[Region pointing data]
□ □ □

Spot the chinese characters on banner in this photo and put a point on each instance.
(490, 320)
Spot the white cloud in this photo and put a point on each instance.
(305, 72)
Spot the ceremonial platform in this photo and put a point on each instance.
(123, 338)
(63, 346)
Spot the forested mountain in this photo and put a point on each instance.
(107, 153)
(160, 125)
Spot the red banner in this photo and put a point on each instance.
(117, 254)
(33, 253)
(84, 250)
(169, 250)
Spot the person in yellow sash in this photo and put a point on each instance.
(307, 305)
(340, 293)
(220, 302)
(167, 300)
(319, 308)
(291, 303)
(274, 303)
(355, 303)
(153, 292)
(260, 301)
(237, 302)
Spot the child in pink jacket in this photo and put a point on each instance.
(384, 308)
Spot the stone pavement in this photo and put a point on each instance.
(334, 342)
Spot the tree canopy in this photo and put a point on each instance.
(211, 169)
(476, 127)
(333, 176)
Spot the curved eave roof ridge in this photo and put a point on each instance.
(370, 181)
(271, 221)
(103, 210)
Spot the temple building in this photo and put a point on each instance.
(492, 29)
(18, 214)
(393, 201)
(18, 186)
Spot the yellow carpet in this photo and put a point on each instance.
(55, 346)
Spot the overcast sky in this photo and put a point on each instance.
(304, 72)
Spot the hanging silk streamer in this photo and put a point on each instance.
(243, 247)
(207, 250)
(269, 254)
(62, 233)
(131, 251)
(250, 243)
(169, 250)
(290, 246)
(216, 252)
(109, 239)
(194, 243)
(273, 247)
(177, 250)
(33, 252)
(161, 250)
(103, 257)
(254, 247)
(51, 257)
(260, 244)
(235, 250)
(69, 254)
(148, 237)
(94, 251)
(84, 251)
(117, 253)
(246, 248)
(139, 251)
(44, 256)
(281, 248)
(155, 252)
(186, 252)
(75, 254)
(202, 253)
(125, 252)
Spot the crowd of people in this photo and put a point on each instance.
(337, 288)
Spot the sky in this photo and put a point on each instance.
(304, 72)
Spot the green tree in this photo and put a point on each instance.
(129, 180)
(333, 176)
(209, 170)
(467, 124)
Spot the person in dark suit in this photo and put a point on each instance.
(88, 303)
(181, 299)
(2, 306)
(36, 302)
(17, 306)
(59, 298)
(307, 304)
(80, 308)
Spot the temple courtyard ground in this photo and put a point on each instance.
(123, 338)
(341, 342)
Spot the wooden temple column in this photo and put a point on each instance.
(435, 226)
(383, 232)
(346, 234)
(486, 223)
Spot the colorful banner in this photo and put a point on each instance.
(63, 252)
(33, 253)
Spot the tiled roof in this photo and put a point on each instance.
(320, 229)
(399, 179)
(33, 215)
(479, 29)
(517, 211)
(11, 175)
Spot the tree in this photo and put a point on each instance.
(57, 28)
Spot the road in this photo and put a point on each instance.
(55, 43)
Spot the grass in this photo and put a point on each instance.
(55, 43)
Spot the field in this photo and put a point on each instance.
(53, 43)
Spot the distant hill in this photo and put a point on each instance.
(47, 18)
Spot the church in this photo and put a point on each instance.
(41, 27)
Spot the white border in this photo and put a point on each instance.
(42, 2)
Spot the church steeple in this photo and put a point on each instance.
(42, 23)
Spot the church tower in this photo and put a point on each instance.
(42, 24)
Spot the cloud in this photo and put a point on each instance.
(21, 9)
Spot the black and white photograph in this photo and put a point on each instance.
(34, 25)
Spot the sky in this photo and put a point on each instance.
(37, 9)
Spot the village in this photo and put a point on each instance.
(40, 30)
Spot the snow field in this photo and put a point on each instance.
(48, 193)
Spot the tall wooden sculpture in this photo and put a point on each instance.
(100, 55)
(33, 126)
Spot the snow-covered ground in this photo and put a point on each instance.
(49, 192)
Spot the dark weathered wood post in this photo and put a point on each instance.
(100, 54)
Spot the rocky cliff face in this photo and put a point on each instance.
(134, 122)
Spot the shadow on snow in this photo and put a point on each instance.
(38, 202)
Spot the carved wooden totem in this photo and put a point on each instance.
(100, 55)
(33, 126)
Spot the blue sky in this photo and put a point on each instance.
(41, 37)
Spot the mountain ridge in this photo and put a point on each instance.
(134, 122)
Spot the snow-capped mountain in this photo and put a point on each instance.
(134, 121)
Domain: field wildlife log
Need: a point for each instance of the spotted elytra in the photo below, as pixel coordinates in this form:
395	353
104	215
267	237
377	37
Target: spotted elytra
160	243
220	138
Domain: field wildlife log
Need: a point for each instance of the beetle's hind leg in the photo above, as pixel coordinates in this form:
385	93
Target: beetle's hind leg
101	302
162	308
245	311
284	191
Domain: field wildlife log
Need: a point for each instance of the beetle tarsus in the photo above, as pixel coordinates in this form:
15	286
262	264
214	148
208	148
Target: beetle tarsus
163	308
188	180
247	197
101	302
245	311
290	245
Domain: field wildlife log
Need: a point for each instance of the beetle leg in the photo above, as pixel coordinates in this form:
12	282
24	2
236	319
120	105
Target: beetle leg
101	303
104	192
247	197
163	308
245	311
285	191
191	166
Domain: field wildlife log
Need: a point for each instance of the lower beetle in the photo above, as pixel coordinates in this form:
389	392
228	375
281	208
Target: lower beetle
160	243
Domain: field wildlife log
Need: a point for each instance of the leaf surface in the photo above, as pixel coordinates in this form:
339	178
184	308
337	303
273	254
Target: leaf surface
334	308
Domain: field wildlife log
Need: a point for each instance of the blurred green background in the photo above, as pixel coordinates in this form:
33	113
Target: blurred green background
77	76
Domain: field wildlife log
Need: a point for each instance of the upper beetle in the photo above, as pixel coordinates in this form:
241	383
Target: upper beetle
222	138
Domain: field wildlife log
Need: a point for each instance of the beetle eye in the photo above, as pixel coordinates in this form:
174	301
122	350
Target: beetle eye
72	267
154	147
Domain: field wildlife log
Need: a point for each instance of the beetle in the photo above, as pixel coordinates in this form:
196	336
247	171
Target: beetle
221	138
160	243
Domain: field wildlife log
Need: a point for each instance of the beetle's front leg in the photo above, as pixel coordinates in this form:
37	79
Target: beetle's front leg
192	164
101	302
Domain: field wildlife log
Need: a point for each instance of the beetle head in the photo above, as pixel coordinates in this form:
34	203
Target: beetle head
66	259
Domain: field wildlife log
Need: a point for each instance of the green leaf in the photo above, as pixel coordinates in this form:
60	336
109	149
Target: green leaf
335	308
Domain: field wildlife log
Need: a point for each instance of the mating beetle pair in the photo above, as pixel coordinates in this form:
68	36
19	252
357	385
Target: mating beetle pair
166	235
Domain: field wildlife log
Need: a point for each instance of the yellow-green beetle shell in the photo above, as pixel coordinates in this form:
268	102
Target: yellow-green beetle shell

□ □ □

What to produce → Find every line in the records that has the word "shell". Then report the count alone.

Exercise response → 2